| Set tasks |
[A] In the passage on cutting CO2 emissions, rewrite the paragraph that begins "It may be possible to exceed the 2 percent rate" as a short bulleted list that keeps its main facts.
[B] Resume the passage on cutting CO2 emissions from where it stops.

=== Text passage ===

If we want to stabilize atmospheric CO2 at 450 ppm around 2050 — the minimum necessary, which still might carry major impacts — we need to achieve at least 2 percent average annual net reductions in emissions, globally, starting in two years. Not only do the near term emissions reductions matter the most, but it will get easier, not harder, as we go along. Solar PV and solar thermal are likely to become cheaper than new coal plants in a decade or so. They will also probably become cheaper than wind around the same time, and together these resources will make it possible to eliminate about three quarters of fossil generation.

It may be possible to exceed the 2 percent rate. But the only way to know that is to achieve 2 percent first. Nothing weaker than 2 percent is particularly worth talking about, and anything stronger is very hard to achieve. Also, any strategy to reduce CO2 emissions must address ongoing growth. While there are many reasons to believe the rate of new growth will change, as it has done historically, it is at present about 1.5 percent per year. Thus a 2 percent annual net reduction in today’s world means a 3.5 percent gross reduction.

=== Provided data ===

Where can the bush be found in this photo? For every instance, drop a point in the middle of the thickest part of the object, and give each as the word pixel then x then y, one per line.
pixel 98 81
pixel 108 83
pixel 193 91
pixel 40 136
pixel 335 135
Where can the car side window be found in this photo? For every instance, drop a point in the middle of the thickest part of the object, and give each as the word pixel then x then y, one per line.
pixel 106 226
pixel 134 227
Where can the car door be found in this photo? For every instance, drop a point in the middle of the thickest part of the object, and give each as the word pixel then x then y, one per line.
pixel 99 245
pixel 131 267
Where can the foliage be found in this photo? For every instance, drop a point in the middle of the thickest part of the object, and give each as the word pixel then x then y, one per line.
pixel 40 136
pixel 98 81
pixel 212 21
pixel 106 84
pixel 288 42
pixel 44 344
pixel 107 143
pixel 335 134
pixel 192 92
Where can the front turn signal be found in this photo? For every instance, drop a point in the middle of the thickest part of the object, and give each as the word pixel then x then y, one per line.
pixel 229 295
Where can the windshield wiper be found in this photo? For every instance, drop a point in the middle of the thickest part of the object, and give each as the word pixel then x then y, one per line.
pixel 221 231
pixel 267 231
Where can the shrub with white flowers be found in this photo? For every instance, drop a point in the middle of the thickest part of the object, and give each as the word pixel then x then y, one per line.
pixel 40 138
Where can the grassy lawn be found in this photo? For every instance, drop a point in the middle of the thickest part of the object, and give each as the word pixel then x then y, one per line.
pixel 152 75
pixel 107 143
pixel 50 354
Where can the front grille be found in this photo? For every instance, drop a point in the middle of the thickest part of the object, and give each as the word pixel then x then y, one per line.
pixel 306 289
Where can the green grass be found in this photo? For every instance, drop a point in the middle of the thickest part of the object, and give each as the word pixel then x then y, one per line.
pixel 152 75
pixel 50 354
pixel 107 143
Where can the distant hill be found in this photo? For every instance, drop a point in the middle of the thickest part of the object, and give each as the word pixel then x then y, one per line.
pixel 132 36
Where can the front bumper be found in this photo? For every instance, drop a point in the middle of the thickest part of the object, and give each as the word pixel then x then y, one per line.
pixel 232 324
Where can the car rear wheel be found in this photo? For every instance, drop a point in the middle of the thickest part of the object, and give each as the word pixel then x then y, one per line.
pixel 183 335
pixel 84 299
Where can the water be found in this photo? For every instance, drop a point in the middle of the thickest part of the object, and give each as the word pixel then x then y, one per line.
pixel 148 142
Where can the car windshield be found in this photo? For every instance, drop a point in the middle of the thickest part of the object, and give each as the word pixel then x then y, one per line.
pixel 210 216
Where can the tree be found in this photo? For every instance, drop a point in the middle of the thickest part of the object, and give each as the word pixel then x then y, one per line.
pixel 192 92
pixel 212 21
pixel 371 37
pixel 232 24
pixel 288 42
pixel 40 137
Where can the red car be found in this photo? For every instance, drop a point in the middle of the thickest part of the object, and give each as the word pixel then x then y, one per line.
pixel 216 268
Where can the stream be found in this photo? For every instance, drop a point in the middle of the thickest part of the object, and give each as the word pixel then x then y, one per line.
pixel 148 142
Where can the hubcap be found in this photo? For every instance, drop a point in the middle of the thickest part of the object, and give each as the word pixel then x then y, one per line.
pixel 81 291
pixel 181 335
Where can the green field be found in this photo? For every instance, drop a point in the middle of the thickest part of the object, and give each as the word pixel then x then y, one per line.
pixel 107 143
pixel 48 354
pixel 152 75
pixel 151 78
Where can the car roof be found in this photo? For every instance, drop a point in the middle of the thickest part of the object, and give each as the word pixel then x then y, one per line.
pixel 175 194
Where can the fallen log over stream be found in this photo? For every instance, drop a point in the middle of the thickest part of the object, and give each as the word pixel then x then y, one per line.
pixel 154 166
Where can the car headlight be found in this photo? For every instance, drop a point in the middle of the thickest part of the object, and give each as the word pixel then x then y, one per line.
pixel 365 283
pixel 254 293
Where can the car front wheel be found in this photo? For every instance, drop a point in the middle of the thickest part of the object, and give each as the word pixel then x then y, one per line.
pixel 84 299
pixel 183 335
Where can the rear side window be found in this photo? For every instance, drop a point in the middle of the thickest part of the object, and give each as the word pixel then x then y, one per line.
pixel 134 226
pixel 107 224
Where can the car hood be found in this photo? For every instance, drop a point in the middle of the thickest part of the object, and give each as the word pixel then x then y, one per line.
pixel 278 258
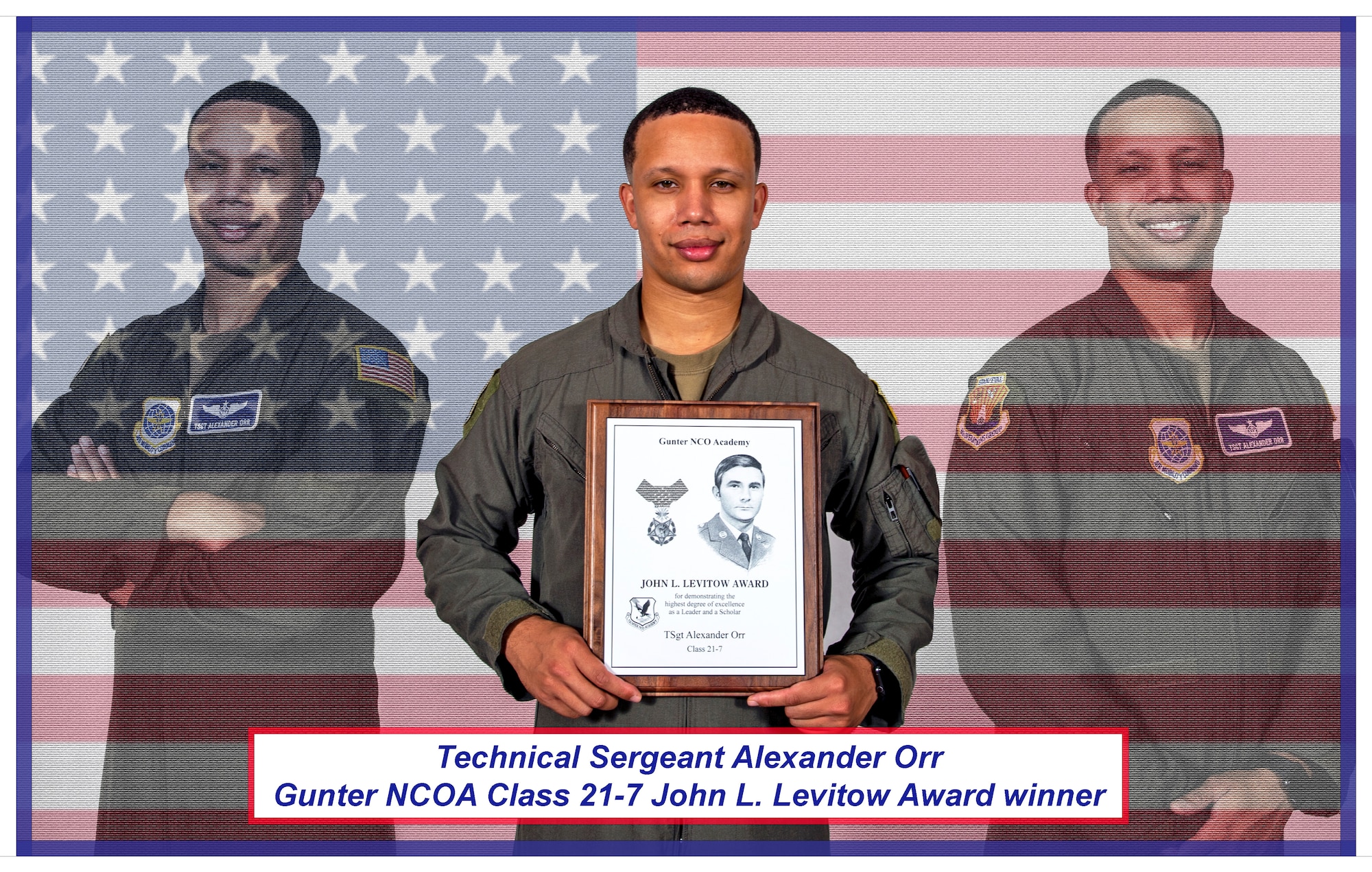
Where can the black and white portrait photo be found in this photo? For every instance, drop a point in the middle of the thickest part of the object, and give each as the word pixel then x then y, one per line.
pixel 740 486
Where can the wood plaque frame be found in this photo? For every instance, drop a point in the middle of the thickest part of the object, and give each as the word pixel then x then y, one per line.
pixel 810 571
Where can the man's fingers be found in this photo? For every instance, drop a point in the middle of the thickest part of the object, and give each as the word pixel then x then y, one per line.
pixel 796 694
pixel 600 675
pixel 106 457
pixel 83 465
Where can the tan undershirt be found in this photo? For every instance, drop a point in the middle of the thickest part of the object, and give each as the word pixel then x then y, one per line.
pixel 1198 355
pixel 691 372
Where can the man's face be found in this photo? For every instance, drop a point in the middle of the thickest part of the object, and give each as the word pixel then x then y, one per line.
pixel 248 188
pixel 694 200
pixel 1161 188
pixel 740 494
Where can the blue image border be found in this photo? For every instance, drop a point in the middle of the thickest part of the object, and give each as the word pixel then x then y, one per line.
pixel 27 26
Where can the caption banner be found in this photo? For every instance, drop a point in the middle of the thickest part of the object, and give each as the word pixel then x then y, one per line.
pixel 720 777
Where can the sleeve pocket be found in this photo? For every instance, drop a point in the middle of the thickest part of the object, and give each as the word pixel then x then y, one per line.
pixel 906 501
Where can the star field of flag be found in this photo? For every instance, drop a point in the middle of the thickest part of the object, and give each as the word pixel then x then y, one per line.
pixel 925 209
pixel 471 187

===

| Answers per task |
[A]
- Exceeding a 2 percent rate may be possible, but the only way to know is to reach 2 percent first.
- Anything weaker than 2 percent is not worth much discussion, and anything stronger is very hard to achieve.
- Any strategy to reduce CO2 emissions must address ongoing growth, currently about 1.5 percent per year, though that rate may change as it has historically.
- A 2 percent annual net reduction today therefore means a 3.5 percent gross reduction.

[B]
This series discusses the implications of this goal for the U.S. electric industry.

Based on available response technologies, it is clear that a steady annual rate of emissions reductions is more practical than any alternative. Our ability to respond to global warming is constrained by the rate at which we build things. We can make every new residential and commercial building a zero energy building, but we can’t build them at twice the normal rate. We can build renewable technologies, but we can’t expect to build manufacturing facilities to replace the entire nation’s electric supply in five or ten years — that will result in a huge investment in factories that will become idle in five or ten years. It is true that solving global warming is serious enough that we ought not be bound by conventional economic perspectives, but it is not true that we can create a national consensus to do the massively dramatic stuff faster than we can get the ball rolling with conventional fiscal prudence. First things first.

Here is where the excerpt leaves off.